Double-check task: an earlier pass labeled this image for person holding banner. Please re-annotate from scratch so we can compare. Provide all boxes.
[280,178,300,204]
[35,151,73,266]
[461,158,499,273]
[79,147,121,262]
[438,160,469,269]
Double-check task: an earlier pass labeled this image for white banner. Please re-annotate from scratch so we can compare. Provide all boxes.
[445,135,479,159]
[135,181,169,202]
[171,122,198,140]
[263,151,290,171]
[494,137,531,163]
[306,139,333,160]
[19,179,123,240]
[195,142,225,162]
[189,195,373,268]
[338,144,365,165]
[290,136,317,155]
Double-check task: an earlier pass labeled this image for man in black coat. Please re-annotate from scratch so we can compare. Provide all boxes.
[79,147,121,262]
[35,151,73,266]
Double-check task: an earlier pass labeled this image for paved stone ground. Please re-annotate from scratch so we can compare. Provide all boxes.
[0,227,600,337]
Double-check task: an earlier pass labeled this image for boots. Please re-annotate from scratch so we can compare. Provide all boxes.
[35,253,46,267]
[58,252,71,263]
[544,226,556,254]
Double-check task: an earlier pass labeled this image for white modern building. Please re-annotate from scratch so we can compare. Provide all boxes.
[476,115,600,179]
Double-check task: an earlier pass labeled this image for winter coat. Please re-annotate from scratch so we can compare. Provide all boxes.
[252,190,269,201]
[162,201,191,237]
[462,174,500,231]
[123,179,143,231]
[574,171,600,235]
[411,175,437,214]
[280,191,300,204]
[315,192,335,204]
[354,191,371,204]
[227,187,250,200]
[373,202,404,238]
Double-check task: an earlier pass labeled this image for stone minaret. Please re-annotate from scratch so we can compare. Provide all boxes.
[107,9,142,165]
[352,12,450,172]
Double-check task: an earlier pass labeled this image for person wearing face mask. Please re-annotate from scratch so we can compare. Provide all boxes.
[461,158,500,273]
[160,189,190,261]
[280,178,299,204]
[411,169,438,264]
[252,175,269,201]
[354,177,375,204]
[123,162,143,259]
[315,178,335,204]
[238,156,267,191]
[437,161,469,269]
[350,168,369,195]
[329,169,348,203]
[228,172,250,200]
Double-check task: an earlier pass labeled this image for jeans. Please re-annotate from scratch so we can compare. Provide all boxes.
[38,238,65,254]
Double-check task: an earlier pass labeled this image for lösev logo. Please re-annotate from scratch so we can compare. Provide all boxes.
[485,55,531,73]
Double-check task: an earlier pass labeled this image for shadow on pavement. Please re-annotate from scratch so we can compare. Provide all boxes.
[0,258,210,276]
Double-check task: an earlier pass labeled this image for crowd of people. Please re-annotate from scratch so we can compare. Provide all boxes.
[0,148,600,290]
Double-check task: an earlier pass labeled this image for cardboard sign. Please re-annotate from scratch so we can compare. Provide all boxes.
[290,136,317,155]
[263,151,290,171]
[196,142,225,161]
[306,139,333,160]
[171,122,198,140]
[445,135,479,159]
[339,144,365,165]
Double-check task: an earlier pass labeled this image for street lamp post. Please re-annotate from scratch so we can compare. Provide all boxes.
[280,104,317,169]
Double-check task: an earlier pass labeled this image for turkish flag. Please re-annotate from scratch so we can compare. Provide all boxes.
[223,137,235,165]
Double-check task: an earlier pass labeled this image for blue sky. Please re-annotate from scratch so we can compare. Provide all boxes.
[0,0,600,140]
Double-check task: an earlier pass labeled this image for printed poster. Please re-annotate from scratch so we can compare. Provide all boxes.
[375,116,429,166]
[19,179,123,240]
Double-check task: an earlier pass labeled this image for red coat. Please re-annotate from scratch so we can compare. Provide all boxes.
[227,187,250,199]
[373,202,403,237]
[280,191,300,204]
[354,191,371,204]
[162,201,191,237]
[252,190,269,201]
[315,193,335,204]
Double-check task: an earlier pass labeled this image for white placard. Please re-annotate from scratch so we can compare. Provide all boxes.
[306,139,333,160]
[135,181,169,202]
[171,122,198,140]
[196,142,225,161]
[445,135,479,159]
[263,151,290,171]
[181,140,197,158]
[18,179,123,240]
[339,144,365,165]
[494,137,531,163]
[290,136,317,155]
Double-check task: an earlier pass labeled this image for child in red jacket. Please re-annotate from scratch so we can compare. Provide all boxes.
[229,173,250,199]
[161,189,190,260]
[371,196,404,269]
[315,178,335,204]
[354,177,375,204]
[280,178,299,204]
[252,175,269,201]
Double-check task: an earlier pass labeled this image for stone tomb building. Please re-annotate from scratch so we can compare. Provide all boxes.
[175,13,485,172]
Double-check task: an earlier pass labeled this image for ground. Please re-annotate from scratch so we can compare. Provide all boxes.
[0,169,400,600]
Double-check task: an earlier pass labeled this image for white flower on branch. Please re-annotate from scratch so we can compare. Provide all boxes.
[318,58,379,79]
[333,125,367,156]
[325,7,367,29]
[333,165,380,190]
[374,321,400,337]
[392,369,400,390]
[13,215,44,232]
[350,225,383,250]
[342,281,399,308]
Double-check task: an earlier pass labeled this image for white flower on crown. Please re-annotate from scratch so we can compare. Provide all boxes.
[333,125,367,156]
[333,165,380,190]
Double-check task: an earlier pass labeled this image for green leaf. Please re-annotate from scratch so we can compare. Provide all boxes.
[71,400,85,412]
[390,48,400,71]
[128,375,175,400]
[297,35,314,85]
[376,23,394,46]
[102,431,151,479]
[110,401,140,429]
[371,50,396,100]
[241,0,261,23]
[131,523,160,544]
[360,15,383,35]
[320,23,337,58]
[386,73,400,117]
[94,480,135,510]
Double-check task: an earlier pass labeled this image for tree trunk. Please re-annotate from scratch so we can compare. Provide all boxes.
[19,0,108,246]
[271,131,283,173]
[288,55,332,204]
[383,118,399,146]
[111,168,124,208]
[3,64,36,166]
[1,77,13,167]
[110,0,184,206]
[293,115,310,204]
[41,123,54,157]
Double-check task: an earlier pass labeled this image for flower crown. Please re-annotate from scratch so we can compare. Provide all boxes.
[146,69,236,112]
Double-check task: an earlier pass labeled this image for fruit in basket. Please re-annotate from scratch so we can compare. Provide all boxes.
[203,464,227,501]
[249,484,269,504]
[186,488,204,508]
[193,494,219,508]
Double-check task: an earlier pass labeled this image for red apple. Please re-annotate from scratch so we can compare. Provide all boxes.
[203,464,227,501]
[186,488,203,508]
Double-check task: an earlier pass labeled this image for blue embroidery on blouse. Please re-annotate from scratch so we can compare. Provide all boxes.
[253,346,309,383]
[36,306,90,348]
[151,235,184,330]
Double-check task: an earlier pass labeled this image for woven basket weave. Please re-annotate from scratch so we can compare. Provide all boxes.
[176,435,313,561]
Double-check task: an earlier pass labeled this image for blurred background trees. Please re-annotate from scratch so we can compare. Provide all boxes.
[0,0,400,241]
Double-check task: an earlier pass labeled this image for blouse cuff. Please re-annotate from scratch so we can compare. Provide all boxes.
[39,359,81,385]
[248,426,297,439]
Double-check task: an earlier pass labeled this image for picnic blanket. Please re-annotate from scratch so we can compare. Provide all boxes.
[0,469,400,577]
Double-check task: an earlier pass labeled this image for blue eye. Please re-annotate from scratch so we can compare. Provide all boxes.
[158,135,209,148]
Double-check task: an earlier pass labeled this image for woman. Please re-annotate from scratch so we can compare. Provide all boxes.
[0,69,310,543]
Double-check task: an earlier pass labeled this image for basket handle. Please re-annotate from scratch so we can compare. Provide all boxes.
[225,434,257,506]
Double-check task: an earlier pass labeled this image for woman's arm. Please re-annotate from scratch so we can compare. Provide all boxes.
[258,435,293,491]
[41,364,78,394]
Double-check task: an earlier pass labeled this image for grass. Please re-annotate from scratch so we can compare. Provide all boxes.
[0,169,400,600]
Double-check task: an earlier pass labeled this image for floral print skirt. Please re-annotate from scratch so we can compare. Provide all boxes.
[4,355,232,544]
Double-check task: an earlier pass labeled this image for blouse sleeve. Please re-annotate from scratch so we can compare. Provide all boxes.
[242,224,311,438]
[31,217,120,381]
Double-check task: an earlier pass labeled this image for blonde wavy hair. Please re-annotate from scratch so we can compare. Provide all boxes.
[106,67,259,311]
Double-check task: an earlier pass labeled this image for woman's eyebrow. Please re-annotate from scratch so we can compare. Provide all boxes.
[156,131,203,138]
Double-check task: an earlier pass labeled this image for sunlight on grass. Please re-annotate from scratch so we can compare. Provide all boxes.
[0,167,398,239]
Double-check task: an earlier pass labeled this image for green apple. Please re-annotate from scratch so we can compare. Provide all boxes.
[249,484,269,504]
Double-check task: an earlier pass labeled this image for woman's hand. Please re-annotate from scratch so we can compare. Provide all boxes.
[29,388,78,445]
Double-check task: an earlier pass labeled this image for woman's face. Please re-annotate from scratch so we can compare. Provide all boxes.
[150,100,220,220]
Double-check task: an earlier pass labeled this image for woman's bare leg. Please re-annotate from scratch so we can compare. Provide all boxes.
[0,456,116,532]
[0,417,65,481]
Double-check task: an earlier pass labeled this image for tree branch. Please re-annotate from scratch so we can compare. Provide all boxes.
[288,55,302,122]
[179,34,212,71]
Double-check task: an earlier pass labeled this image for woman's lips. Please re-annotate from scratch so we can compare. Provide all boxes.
:::::
▸ Task prompt
Starting with the line that has "Double-check task: an earlier pass labeled this image for shadow", give these entries again word for word, and stop after the line that has "[0,148,600,290]".

▸ Written reply
Double-check task: an earlier pass labeled this image for shadow on pavement. Please re-annotate from scratch so we can compare. Provide all boxes.
[0,258,210,276]
Double-check task: an earlier pass labeled this image for crowd of people. Please re-annotate from scratch so we can compare. Provide all boxes.
[0,148,600,290]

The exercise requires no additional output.